● **Given entries**:
=====

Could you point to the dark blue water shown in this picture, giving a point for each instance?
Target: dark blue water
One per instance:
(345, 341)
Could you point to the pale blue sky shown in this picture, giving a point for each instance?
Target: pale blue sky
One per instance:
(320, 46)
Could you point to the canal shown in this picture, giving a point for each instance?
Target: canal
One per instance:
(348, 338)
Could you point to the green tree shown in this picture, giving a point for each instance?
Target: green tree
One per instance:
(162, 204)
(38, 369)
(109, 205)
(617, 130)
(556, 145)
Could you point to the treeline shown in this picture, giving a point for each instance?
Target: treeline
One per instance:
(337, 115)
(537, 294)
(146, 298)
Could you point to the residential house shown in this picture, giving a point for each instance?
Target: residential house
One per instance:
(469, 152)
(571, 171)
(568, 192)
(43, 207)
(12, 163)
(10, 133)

=====

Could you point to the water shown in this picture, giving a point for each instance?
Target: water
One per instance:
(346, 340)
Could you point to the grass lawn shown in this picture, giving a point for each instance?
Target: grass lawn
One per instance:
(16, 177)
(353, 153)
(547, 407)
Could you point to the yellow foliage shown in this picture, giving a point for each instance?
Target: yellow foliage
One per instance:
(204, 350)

=====

● **Your assignment**: Find where the line with "Could you point to the dark" sits in the material above, then copy exactly from it through the line with "Target: residential house". Add no other line.

● **Solution to this task**:
Could you point to the dark blue water shown in this picture, giving a point for each instance?
Target: dark blue water
One per instance:
(345, 341)
Could you point to the pale blue sky shown in this picture, giving a point for each instance?
Target: pale blue sky
One per instance:
(320, 46)
Could you point to the canal shown in this picture, giving a point for each instance?
Target: canal
One per instance:
(348, 338)
Could you point to the green tree shown in this picture, giving a point for each instance?
Target: green tree
One per instance:
(162, 204)
(38, 369)
(109, 205)
(617, 130)
(556, 145)
Could you point to the treeline shown in this picture, giving a point for each instance?
Target: treeline
One per instance:
(337, 115)
(537, 294)
(146, 298)
Could you point to the residential house shown in this picture, giving a point for each instance?
Target: residential house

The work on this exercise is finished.